The pattern field of a recipe is a regex pattern. It can also house groups, which can then be referenced in the content.

---
tags: "#dualrecipe"
pattern: "My name is (.*)"
---

Hi there, \1!

With this recipe, if the user tells their Dual My name is John, it'll reply with Hi there, John!.

All this is cute, but not all that useful or interesting. Among the recipes there's also this predefined recipe:

---
tags: "#dualrecipe"
pattern: "Find a note which (.*)"
---

'''dual
GET "/extract/This text \1"
'''

Now, this is good old descriptive search, expressed as a recipe which makes use of the /extract endpoint. When asking Find a note which describes a metaphor between machine learning and sociology, it'll answer with a list of results based on that GET HTTP call made behind the scene to the endpoint.

But if you wanted to customize the command triggers even for this predefined command, you could just wrap a new recipe around it, or change the original one. Here's a wrapper recipe:

---
tags: "#dualrecipe"
pattern: "Yo show me a thing which (.*)"
---

Here ya go:

'''dual
ASK "Find a note which \1"
'''

Cool, you just made your Dual a bit edgier.

So this is how you can express good old descriptive search and fluid search as recipes. What about good old open dialogue?

---
tags: "#dualrecipe"
pattern: "^(([Ww]hy|[Ww]hat|[Ww]hen|[Ww]here|[Ww]ho|[Hh]ow).*)"
---

'''dual
GET "/extract/This text is about \1"
'''

Q: \1
A:

'''dual
GET "/generate/"
'''

Now, when you ask it a question with that structure, Dual assembles the relevant notes in there, composes the prompt further with your query, and then generates the response. Good old open dialogue, but expressed as a recipe. Every command becomes a customizable recipe.

Now you want to teach your Dual to come up with writing prompts, you create this recipe:

---
tags: "#dualrecipe"
pattern: "^[Cc]ome up with a writing prompt\.?"
---

prompt: A sentient being has landed on your planet and your civilization's military has confronted it at the landing site of its ship. You are sent closer as a mediator and encounter a mass of energy that has no form but communicates with you in your language.

prompt: Your spaceship has landed on an unknown planet and there is data showing lifeforms who have created artistic structures. There is an artist in your group who wants to make first contact with the beings through art.

------------------------------

# [WHAT TO WORK ON]
In the recipe extract:
1. What does the first recipe reply when the user says "My name is John"?
2. Which endpoint does the predefined "Find a note which" recipe call?
3. In the recipe whose pattern matches questions starting with words like "Why" or "How", which endpoint is called after the "Q:" and "A:" lines?

------------------------------

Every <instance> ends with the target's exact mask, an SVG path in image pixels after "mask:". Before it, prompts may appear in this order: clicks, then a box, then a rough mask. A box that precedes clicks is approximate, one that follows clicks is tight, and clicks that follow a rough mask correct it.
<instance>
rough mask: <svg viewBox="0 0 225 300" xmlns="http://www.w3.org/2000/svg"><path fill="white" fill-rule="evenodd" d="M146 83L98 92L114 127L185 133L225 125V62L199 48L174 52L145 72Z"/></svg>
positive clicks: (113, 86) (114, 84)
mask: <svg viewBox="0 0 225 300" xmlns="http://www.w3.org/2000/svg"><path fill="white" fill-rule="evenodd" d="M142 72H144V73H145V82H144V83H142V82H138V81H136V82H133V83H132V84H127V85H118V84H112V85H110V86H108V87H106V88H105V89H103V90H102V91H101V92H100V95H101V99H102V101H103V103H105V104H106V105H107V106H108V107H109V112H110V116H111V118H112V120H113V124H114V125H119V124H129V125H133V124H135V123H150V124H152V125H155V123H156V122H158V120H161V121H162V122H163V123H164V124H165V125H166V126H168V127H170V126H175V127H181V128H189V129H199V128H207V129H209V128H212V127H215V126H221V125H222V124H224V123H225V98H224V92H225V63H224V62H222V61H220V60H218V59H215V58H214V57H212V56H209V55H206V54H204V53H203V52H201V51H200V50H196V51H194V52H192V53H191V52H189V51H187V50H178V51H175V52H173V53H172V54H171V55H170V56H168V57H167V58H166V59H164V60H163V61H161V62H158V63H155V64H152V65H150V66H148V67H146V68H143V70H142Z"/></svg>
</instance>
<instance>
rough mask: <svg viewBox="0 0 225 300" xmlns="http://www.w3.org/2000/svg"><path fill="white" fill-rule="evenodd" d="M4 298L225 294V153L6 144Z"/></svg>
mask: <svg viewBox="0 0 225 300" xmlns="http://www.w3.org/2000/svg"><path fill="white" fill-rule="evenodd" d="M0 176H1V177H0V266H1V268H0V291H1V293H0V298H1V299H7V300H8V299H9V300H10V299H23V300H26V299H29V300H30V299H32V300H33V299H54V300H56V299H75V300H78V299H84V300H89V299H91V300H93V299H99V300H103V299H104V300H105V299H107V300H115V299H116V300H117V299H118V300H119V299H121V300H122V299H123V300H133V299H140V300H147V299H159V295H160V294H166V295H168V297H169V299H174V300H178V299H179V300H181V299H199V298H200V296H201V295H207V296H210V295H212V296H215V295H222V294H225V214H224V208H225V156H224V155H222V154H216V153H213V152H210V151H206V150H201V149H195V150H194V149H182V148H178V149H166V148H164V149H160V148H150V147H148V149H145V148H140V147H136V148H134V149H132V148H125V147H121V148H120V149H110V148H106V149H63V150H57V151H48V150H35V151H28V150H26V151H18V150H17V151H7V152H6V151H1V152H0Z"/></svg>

------------------------------

# [COMPLETED TASK]
1. Hi there, John!
2. The /extract endpoint.
3. The /generate endpoint.